- WHAT IS ASKED -
In the material below, locate every line that contains the word "blurred" and copy each of those lines.

═══ TASK INPUT

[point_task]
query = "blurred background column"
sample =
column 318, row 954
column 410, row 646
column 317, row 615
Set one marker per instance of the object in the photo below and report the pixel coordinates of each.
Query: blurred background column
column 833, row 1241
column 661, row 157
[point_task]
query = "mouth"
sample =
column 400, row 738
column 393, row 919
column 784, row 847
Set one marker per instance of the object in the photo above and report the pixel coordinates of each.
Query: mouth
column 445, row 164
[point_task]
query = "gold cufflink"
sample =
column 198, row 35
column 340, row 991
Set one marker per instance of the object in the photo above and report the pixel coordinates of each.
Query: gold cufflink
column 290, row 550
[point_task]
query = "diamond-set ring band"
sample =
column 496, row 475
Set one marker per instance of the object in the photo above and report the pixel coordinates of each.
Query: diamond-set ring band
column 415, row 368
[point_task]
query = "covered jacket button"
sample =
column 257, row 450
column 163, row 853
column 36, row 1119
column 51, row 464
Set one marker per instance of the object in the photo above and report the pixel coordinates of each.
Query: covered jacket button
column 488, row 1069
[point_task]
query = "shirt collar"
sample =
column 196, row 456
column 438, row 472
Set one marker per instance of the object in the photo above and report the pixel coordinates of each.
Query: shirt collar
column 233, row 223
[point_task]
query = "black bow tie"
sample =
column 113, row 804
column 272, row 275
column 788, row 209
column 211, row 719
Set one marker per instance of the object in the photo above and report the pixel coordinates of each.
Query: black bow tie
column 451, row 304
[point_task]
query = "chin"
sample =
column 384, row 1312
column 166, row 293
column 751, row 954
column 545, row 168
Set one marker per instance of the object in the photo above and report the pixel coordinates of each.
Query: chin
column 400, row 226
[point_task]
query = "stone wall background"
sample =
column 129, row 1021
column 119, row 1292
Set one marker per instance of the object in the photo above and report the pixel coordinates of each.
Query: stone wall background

══════

- WORKED SOLUTION -
query = "blurred background column"
Query: blurred background column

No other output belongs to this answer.